→ EXERCISE: Rewrite every line of the records below as a Markdown table with a Row column numbering each entry and a Line column holding the text. Skip blank lines, and omit the pictures.

→ STORED DATA:

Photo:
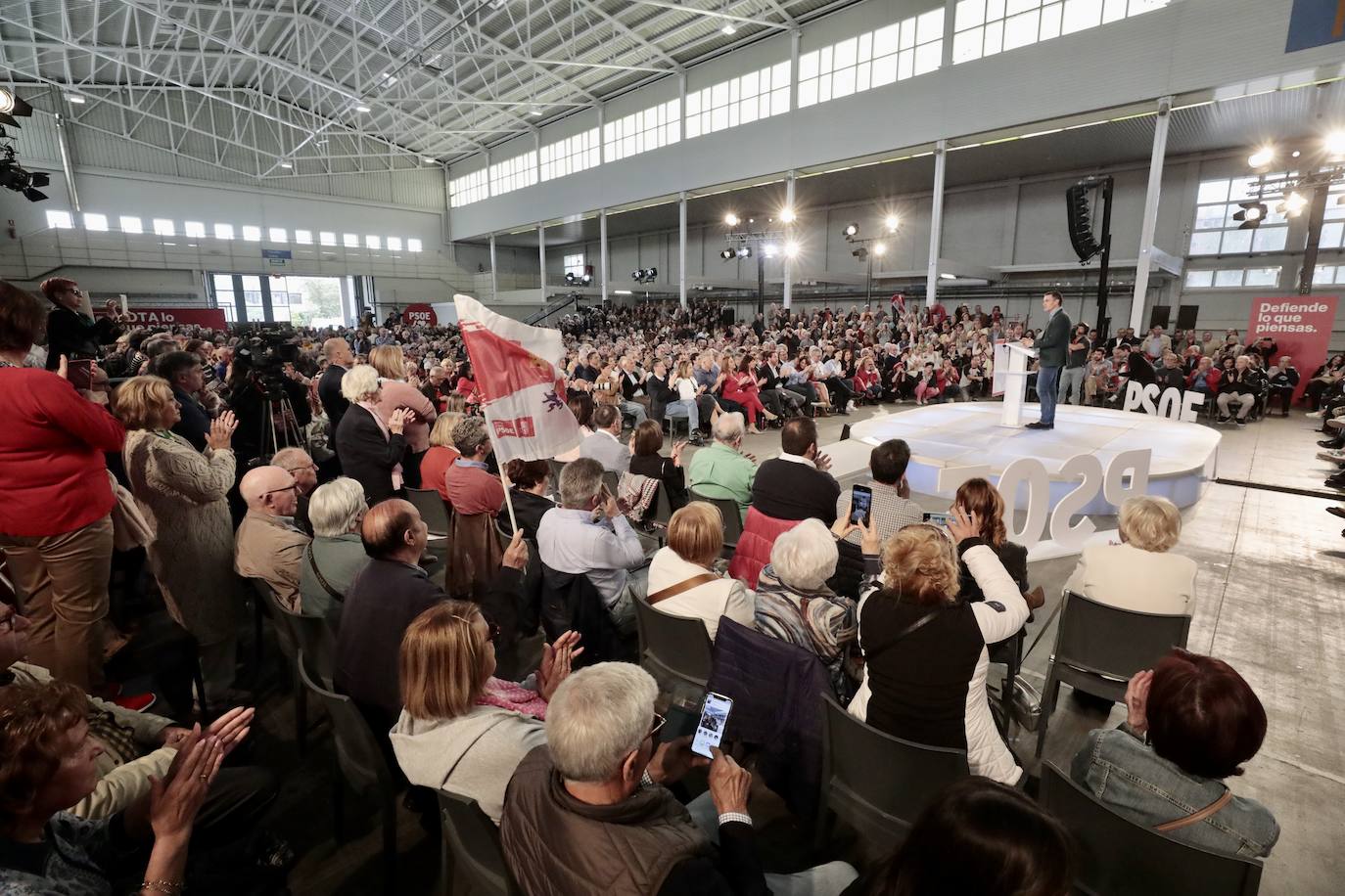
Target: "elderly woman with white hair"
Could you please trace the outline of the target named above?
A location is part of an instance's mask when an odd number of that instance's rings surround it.
[[[308,504],[313,540],[299,564],[299,592],[304,615],[325,617],[332,629],[340,626],[346,590],[369,564],[359,537],[367,509],[364,486],[347,476],[319,485]]]
[[[336,427],[336,454],[346,476],[364,486],[369,502],[401,494],[402,458],[406,455],[406,423],[413,411],[397,408],[386,422],[379,415],[383,398],[378,371],[356,364],[340,379],[340,394],[350,408]]]
[[[780,535],[756,588],[756,627],[818,654],[841,700],[854,693],[859,637],[854,598],[827,587],[837,571],[837,543],[822,520],[804,520]],[[850,666],[847,669],[847,665]]]
[[[1196,562],[1169,553],[1181,537],[1181,512],[1167,498],[1139,496],[1120,505],[1120,544],[1084,548],[1065,591],[1120,610],[1190,615]]]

→ WORKED ANSWER:
| Row | Line |
|---|---|
| 1 | Photo: |
| 2 | Target: "elderly woman with white hair" |
| 3 | Could you please trace the outline of the target named above? |
| 4 | A location is part of an instance's mask when an odd number of that instance's rings surround it. |
| 5 | [[[308,504],[313,540],[299,564],[299,592],[304,615],[325,617],[332,629],[340,626],[346,590],[369,564],[359,537],[367,509],[364,486],[347,476],[319,485]]] |
| 6 | [[[336,427],[336,454],[346,476],[364,486],[369,502],[401,494],[402,458],[406,455],[406,423],[413,411],[397,408],[386,422],[379,415],[383,398],[378,371],[356,364],[340,379],[340,394],[350,408]]] |
| 7 | [[[780,535],[756,588],[756,627],[818,654],[841,700],[854,693],[859,637],[854,598],[827,587],[837,571],[837,543],[822,520],[804,520]],[[850,666],[847,669],[847,665]]] |
| 8 | [[[1196,562],[1169,553],[1181,537],[1181,512],[1167,498],[1139,496],[1120,505],[1120,544],[1084,548],[1065,591],[1120,610],[1190,615]]] |